[Image location labeling entries]
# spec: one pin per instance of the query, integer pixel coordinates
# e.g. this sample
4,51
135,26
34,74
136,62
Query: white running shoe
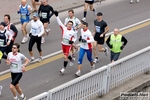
106,52
43,40
1,87
72,61
78,73
96,60
95,12
62,70
47,31
93,67
32,59
40,59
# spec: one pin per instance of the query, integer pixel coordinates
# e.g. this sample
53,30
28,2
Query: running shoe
72,61
62,70
32,59
43,40
96,60
78,73
95,12
40,59
106,51
93,67
1,87
24,98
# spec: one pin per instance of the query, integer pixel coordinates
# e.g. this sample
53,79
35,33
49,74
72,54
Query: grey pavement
117,13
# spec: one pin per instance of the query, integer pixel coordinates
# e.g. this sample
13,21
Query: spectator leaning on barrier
24,11
68,38
86,40
36,32
100,29
12,29
116,43
17,62
45,12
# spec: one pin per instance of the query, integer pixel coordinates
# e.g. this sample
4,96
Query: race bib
1,42
44,15
65,40
33,31
14,66
98,29
23,16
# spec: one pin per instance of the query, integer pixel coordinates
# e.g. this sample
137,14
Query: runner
100,29
86,40
5,39
68,38
132,1
45,14
12,29
34,3
116,43
37,29
90,4
17,67
76,25
24,11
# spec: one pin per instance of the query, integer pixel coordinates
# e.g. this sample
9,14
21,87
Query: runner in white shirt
86,40
76,25
36,32
17,67
68,38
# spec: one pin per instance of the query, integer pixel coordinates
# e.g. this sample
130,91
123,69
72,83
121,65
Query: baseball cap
35,14
99,14
3,23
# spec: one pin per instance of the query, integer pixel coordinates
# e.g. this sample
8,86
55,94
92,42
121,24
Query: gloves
18,12
30,35
56,13
71,42
121,47
84,41
80,38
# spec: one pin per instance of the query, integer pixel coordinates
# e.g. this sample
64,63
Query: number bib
44,15
14,66
1,42
23,16
65,40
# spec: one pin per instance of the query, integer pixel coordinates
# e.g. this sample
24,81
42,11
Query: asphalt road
44,76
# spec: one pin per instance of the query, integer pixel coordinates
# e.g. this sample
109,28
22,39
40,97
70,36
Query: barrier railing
100,81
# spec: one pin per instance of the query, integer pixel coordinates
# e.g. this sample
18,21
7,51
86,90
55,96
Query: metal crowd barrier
100,81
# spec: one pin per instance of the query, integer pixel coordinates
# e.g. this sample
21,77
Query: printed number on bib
14,66
65,40
44,15
98,29
1,42
23,16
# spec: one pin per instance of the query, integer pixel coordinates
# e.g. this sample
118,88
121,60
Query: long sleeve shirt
67,34
86,35
37,28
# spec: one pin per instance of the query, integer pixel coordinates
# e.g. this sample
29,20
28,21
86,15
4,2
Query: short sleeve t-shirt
100,26
16,62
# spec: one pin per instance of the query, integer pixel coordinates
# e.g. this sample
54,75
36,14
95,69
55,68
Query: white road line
60,51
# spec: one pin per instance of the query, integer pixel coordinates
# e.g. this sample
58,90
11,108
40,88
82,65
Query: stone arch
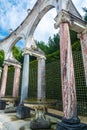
39,17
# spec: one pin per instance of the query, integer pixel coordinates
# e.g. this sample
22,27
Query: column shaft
16,82
4,81
83,39
0,72
25,78
41,79
67,74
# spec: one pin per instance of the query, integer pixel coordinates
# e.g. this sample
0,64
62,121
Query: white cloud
12,13
45,29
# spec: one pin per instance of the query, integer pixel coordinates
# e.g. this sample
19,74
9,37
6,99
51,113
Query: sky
13,12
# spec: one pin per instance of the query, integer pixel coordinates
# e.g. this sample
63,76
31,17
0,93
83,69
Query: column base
39,124
22,112
71,124
2,104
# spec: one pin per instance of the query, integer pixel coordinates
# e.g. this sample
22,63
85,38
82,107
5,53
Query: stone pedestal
71,124
4,81
2,104
22,112
41,79
16,82
40,122
25,78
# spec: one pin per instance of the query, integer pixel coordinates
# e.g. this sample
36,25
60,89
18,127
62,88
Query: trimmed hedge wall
53,79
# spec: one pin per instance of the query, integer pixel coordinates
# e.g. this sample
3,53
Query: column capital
33,52
62,17
79,35
15,64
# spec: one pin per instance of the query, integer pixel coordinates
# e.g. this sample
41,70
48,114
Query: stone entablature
15,64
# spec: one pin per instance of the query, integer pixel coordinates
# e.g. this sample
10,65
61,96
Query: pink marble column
67,74
16,82
83,39
41,79
4,81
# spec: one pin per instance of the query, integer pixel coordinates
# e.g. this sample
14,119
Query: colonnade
70,118
25,77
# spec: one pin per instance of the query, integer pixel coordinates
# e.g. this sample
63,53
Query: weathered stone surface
16,82
4,81
71,124
41,79
2,104
22,112
83,39
40,124
25,78
10,108
67,74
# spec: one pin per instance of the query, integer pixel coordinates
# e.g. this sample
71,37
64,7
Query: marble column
0,72
67,74
16,81
41,79
25,78
83,39
4,81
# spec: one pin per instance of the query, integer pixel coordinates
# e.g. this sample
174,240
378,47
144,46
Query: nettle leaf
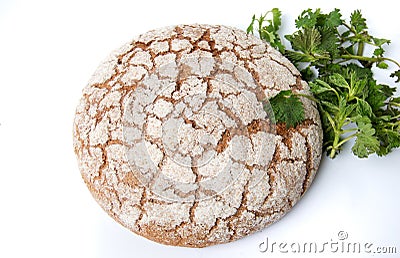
363,108
333,19
382,65
339,80
366,142
307,18
287,108
379,42
276,18
357,21
396,75
250,28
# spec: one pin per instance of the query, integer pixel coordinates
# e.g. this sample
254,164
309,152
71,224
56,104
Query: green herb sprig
331,55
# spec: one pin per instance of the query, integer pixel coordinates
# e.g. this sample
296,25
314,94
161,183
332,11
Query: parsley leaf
287,108
331,55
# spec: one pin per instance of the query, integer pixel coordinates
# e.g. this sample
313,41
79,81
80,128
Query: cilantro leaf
332,54
287,108
357,22
333,19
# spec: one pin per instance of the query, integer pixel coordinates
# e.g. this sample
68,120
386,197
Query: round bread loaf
175,138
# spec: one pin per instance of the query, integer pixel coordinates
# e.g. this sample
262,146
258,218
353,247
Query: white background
49,49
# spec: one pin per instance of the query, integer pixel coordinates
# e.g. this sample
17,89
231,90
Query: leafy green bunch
331,55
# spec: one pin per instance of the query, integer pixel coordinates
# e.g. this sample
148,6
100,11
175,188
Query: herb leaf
331,55
287,108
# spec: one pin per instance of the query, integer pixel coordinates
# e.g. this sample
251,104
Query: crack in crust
239,210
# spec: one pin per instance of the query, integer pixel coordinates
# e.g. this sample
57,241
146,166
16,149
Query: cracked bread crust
120,110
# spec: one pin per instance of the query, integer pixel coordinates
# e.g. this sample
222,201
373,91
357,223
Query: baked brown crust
261,190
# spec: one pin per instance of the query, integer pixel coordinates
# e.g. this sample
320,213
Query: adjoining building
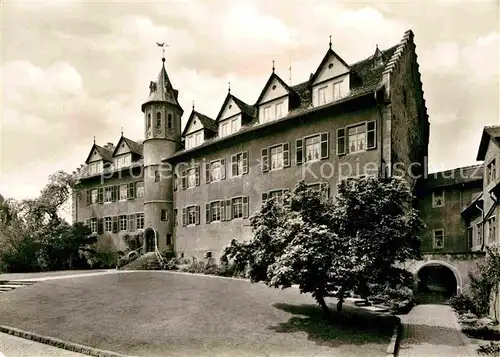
192,190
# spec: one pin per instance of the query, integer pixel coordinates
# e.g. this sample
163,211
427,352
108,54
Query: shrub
492,350
463,304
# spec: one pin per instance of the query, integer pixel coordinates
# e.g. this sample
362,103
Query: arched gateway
149,240
436,280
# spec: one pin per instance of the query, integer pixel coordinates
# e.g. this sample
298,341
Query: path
13,346
433,331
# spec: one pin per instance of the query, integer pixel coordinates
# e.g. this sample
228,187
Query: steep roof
368,78
206,122
329,53
268,83
162,90
107,155
134,147
460,175
489,132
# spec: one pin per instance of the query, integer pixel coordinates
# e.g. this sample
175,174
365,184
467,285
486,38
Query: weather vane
162,45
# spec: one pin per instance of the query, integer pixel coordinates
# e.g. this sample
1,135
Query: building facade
193,190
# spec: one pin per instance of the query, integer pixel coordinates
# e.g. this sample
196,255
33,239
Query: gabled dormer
126,152
198,129
233,114
331,81
276,99
97,158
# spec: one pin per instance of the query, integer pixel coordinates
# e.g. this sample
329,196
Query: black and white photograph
247,178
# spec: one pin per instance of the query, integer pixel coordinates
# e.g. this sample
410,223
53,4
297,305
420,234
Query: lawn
167,314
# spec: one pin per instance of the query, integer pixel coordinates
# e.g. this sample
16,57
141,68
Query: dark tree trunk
340,302
326,310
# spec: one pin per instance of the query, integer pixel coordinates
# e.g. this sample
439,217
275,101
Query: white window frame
108,220
105,191
139,218
434,231
358,134
93,225
281,112
122,222
94,195
139,184
337,90
123,189
212,176
236,206
215,208
188,212
281,161
191,177
304,152
323,95
434,196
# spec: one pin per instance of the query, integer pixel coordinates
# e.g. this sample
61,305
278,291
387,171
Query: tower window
169,121
158,119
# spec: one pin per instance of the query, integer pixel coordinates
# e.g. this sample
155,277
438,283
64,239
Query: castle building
193,189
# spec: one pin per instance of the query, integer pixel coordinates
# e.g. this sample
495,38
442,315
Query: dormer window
122,161
158,120
169,121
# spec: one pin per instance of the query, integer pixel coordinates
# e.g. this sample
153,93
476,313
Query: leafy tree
354,243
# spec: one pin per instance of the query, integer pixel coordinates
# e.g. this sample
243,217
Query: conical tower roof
162,90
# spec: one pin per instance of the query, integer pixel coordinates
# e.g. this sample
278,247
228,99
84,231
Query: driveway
433,331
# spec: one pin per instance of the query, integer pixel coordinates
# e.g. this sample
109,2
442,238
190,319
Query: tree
352,244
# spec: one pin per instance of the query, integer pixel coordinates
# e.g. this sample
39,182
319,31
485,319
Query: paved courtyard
433,331
167,314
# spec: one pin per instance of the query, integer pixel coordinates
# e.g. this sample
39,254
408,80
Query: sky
72,70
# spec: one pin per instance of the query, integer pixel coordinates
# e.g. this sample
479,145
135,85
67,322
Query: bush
492,350
463,304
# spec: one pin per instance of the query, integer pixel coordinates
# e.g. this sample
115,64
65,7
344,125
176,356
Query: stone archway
149,240
437,281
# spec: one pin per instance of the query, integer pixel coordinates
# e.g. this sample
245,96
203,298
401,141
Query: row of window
126,222
491,172
122,192
159,120
276,157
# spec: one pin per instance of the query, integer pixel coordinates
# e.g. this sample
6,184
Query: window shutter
222,210
371,137
100,226
324,146
298,151
207,172
286,200
115,224
131,222
184,217
286,154
229,213
222,169
245,206
341,141
234,165
184,179
245,162
197,214
265,163
207,213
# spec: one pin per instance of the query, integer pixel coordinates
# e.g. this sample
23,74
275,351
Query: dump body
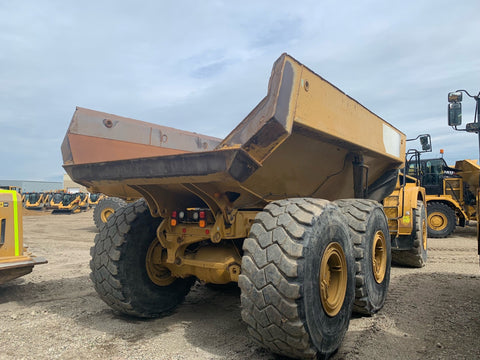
306,138
14,259
252,208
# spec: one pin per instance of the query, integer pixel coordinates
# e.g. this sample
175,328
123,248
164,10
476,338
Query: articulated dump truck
15,261
288,205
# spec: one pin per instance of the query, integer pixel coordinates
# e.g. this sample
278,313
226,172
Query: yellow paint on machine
10,218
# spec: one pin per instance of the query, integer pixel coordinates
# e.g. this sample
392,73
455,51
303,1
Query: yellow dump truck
288,205
15,261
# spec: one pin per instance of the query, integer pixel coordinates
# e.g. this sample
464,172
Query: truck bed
302,140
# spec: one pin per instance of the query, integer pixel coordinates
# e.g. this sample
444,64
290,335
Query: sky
202,66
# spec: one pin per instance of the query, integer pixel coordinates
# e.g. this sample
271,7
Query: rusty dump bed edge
303,139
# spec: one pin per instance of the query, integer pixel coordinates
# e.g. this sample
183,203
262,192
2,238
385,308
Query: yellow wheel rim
379,256
159,274
333,278
437,221
106,213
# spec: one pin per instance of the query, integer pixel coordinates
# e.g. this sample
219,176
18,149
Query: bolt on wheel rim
333,278
106,213
379,256
437,221
424,234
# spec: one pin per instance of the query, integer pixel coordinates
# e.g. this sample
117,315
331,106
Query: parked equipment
35,200
287,205
94,199
450,193
15,261
71,203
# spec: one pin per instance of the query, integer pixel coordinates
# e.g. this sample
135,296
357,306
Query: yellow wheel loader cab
282,205
14,259
450,193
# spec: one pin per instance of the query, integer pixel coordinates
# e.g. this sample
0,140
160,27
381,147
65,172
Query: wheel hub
106,213
379,256
333,279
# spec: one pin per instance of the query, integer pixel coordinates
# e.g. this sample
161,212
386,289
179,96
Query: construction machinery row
60,201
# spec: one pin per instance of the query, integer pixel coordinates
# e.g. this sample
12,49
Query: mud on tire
119,270
372,247
285,307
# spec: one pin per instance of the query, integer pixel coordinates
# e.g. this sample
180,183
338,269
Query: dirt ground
54,312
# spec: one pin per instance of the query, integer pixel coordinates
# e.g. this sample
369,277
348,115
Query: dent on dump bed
281,206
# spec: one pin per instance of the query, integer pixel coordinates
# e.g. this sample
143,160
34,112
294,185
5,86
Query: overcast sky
203,65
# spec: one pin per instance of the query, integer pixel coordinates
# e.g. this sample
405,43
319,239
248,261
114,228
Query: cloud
204,66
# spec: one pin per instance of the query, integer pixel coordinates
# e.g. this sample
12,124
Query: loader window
432,176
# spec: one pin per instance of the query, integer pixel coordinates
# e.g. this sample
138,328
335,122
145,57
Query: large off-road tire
441,219
119,266
371,241
417,255
298,278
106,208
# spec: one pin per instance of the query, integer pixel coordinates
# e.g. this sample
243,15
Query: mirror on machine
454,109
426,142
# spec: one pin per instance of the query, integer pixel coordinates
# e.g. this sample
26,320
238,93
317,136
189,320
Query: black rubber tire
118,265
279,282
449,215
366,220
112,203
418,254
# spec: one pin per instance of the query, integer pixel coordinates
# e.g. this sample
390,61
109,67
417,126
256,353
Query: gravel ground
54,312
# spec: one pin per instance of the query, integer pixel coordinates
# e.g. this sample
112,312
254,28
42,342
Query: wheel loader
450,193
35,201
288,205
71,203
15,261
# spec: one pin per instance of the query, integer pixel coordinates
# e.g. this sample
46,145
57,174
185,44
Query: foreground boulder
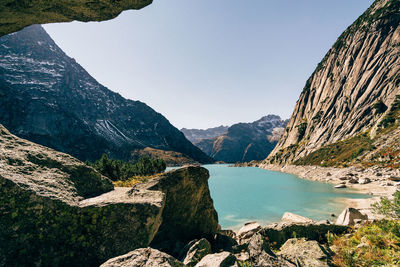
279,233
55,210
197,251
349,216
143,257
223,259
304,253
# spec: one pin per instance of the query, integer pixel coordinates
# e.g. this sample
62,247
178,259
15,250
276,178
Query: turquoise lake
254,194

**SHORT EXERCISE**
Please pull out every line in the listing above that contains the word "sleeve". Case counts, so only lines that match it letter for letter in upper and lower case qualify.

**ANSWER TO THE PROBLEM**
Query: long sleeve shirt
Query: short sleeve t-shirt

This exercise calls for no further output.